## INSTRUCTIONS FOR THE TASK
Your answer should consist of the lines in the data below that contain "woman".

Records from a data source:

____________

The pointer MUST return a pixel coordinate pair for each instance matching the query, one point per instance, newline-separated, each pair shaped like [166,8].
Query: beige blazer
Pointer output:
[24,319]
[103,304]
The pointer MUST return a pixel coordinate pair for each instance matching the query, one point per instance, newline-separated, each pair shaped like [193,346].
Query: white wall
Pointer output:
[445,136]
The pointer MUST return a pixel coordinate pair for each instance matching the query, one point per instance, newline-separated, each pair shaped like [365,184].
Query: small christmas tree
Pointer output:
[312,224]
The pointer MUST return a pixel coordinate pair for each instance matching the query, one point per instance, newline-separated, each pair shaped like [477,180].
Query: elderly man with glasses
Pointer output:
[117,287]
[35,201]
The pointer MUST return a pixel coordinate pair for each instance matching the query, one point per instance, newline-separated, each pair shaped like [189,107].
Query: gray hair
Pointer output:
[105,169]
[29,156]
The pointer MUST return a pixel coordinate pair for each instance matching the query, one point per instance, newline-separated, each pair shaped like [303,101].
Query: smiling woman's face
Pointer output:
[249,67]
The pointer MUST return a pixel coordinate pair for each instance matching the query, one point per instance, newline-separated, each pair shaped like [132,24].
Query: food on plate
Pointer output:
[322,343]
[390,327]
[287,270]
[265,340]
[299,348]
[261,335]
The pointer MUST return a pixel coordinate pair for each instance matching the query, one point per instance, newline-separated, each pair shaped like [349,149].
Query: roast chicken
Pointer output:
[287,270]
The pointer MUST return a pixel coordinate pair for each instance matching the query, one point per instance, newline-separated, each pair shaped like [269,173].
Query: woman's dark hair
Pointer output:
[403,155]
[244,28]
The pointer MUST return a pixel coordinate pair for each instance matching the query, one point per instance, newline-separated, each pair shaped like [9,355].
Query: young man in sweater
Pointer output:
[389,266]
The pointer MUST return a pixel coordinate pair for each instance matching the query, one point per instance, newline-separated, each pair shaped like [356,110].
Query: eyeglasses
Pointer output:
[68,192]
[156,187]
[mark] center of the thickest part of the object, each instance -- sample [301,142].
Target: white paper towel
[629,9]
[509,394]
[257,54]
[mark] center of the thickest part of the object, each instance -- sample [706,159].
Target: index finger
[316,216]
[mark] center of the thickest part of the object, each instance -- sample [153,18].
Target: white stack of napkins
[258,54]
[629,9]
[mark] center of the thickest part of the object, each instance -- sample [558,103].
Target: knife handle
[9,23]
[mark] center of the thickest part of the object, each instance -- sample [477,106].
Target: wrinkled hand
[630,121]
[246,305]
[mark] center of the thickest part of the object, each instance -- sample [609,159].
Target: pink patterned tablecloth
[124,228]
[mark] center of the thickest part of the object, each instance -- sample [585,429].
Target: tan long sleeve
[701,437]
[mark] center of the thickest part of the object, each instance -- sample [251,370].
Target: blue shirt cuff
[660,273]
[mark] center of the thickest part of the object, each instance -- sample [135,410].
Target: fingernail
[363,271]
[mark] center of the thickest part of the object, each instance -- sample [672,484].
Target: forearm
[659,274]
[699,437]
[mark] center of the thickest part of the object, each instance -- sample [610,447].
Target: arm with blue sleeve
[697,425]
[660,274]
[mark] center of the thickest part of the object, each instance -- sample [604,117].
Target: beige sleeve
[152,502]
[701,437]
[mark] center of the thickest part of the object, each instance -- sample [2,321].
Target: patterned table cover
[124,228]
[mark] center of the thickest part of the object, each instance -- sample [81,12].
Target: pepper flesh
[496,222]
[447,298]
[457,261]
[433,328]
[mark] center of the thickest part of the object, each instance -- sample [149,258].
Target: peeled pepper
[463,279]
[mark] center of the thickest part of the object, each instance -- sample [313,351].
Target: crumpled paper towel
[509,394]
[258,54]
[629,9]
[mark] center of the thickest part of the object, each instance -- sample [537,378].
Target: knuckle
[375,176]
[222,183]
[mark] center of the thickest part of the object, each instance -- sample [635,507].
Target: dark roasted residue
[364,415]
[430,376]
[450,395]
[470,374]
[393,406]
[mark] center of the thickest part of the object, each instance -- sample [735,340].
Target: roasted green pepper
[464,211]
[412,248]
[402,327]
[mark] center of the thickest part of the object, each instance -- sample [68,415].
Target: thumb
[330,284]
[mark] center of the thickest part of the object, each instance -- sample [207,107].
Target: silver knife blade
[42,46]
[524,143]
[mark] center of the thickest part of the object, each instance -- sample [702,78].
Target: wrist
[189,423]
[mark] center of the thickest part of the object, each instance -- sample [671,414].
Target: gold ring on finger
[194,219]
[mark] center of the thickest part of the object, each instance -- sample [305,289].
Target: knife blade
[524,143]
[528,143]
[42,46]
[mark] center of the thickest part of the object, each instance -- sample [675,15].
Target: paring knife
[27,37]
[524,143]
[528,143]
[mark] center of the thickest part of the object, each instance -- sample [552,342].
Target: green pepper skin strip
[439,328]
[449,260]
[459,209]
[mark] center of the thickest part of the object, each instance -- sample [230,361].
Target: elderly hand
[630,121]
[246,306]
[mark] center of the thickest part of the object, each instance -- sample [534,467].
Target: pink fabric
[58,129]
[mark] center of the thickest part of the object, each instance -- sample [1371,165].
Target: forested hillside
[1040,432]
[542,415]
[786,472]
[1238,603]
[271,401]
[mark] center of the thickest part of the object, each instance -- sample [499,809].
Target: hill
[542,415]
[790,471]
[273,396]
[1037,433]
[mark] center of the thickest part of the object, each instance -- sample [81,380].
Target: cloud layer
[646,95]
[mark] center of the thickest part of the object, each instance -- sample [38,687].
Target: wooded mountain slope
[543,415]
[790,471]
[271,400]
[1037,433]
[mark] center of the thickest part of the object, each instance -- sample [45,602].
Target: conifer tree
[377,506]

____________

## YOUR SOLUTION
Query: smiling woman's face
Query: woman's dark hair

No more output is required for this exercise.